Finally I got to sleep, Don had a quiet moment - or he stopped breathing with sleep apnea, I really wasn't concerned at that time - and the world got better.

But good news; Sheri, Kristie, Melissa, and Anthea were all here when my specialist came by (Sheri & Anthea claim it's because I needed witnesses so I can't lie about when my parole hearing is, Kristie agreeing that I'm using my "faint hope" clause) to say she was ordering my Remicade (hooray!!), and that depending when the hospital acquired it for me, I could be here until maybe Sunday or Monday. The pharmacist came up to see me this morning to tell me that they don't stock it normally (because it costs about $4200 per treatment for me) and that it could be a couple days before it would come in, but did I happen to have any at home. Yes I did, thank God, and they let me call my mom to bring it in so I could have it prepped & administered today. As we speak my meds are dripping and I just feel that little bit better knowing the light at the end of the tunnel has a skyline and it isn't the train from the oncoming rail. I'm still being conservative in a Sunday-Monday discharge because of everything that's gone on with me, but definitely a 48-hour waiting period.

So folks, that's it for me, the laptop battery is just about drained, my internal batteries are nearly drained, so I'll be on the mend. My mom may not come by till later tomorrow, but I am in contact.

Task 1:
Replace "laptop" with "tablet" in the hospital update, starting with "So folks, that's" and going on through "am in contact.".
Task 2:
According to the hospital update, about how much does one Remicade treatment cost?
Work from the hospital update alone.

Given records:
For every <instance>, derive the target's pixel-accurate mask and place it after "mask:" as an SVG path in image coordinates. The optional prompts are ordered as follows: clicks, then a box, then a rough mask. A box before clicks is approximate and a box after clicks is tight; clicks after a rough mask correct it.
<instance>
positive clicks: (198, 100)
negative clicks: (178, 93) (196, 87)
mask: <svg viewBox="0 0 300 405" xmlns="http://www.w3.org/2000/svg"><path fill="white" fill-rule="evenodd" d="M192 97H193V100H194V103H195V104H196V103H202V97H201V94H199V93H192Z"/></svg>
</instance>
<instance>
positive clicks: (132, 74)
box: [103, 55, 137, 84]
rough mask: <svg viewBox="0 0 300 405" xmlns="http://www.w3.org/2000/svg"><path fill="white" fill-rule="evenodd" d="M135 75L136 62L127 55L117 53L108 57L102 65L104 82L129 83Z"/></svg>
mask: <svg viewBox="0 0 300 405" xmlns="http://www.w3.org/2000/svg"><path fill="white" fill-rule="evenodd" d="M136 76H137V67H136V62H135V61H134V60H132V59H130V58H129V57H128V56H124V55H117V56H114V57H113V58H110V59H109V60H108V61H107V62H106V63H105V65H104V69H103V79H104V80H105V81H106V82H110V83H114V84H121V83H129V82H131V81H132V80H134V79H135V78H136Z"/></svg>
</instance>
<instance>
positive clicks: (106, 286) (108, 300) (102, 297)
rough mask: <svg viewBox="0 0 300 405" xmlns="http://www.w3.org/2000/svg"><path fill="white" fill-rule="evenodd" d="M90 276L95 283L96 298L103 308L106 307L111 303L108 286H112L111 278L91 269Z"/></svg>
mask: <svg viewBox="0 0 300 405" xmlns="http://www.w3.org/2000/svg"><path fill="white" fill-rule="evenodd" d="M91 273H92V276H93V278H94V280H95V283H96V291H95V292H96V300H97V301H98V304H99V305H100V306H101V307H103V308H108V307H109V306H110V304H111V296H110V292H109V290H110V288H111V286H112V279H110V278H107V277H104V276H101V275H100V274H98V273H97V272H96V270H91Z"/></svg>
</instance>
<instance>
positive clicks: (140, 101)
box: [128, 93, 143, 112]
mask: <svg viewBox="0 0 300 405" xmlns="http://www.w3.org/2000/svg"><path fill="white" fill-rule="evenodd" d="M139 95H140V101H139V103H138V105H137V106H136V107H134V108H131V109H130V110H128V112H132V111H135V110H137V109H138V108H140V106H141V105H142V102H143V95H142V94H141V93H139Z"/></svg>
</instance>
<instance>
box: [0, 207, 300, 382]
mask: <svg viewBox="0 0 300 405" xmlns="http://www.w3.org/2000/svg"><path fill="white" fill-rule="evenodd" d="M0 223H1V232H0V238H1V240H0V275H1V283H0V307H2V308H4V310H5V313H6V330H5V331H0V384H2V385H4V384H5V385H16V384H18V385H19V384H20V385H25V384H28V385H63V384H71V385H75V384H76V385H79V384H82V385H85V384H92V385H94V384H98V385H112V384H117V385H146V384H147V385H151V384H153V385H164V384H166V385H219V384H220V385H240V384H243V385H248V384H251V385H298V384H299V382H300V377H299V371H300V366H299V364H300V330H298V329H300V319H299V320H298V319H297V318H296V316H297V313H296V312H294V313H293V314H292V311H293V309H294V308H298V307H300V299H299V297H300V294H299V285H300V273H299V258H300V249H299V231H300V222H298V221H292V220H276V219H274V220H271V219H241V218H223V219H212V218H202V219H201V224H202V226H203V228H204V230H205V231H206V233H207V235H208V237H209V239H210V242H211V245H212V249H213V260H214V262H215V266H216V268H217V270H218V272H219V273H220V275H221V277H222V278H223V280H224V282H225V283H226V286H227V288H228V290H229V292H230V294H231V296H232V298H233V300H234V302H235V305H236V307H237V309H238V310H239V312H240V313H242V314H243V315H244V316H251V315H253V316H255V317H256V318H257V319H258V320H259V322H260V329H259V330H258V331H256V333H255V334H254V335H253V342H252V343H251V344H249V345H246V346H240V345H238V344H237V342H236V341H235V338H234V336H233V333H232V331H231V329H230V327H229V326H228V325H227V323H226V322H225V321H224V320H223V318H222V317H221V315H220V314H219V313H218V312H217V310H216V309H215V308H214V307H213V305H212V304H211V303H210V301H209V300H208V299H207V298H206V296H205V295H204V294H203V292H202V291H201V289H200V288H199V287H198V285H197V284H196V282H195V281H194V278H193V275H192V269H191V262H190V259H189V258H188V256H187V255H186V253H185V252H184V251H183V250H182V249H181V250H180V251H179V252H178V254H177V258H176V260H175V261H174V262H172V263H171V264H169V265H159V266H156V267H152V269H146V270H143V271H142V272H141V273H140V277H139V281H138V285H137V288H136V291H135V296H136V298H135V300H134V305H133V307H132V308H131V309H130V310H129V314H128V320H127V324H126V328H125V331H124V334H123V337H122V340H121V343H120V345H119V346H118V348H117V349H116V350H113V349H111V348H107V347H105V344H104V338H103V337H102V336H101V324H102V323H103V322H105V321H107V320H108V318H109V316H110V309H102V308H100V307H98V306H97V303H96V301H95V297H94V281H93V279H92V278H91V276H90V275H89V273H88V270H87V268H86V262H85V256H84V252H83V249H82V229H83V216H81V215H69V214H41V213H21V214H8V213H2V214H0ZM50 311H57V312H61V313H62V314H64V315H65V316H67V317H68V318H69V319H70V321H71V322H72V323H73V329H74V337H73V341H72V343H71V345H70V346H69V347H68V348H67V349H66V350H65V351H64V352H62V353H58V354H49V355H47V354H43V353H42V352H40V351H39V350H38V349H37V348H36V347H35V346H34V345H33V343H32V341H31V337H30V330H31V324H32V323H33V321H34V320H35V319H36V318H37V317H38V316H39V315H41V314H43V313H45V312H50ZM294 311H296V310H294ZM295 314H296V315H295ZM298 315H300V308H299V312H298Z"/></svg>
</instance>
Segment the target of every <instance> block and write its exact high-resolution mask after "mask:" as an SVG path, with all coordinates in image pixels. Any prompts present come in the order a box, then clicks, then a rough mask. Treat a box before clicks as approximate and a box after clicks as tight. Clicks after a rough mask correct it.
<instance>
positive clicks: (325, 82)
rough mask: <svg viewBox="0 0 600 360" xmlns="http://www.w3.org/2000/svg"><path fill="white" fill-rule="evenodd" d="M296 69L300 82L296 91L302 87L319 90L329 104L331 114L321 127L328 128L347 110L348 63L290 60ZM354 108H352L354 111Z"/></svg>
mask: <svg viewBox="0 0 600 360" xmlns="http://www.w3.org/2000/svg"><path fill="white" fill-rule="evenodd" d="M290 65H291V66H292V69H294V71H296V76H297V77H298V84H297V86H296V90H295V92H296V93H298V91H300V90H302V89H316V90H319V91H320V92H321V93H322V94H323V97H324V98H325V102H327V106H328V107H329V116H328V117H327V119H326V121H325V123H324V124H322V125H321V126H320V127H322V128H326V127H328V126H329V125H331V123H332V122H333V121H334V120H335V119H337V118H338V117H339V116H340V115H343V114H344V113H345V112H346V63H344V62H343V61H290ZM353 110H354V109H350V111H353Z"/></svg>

* * *

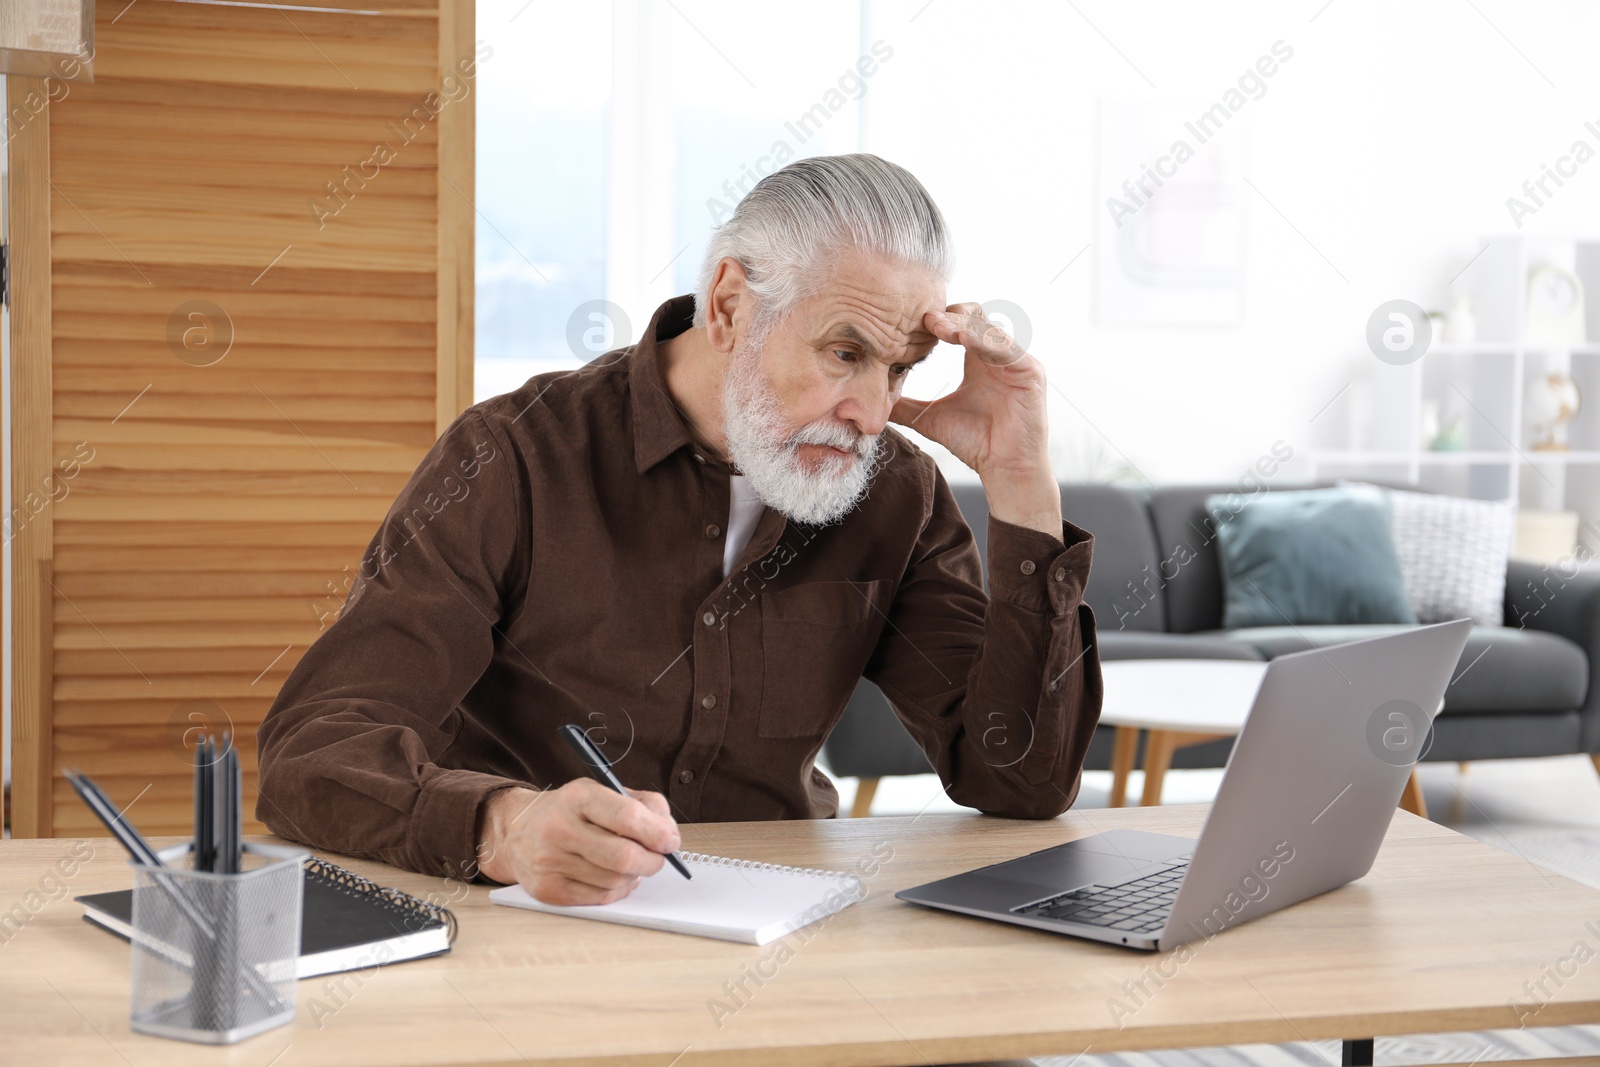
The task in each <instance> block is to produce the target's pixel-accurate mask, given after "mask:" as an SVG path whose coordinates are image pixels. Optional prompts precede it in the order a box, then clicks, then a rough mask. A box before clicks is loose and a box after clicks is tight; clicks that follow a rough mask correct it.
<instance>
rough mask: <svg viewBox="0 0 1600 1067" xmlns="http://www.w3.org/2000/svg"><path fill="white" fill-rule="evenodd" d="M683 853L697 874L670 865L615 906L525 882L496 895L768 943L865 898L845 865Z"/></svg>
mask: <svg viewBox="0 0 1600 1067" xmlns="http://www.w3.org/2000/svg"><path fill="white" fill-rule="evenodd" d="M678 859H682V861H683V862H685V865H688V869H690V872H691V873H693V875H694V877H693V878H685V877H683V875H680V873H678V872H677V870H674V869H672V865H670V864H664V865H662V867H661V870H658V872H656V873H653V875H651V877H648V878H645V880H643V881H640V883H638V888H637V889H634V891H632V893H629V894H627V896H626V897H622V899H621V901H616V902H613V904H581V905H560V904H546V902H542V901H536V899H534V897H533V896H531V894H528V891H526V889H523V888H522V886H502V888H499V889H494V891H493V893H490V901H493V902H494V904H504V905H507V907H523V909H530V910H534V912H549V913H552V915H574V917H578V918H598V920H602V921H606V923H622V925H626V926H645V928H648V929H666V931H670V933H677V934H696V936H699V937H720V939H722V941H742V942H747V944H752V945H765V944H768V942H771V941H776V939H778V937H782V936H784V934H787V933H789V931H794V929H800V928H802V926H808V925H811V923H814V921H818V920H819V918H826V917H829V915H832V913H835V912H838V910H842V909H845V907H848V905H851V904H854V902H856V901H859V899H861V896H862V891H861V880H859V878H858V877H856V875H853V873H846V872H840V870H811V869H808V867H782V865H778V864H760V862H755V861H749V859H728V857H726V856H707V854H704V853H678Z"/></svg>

Result 1:
So folks, that's it for me, the tablet battery is just about drained, my internal batteries are nearly drained, so I'll be on the mend. My mom may not come by till later tomorrow, but I am in contact.

Result 2:
About $4200 per treatment.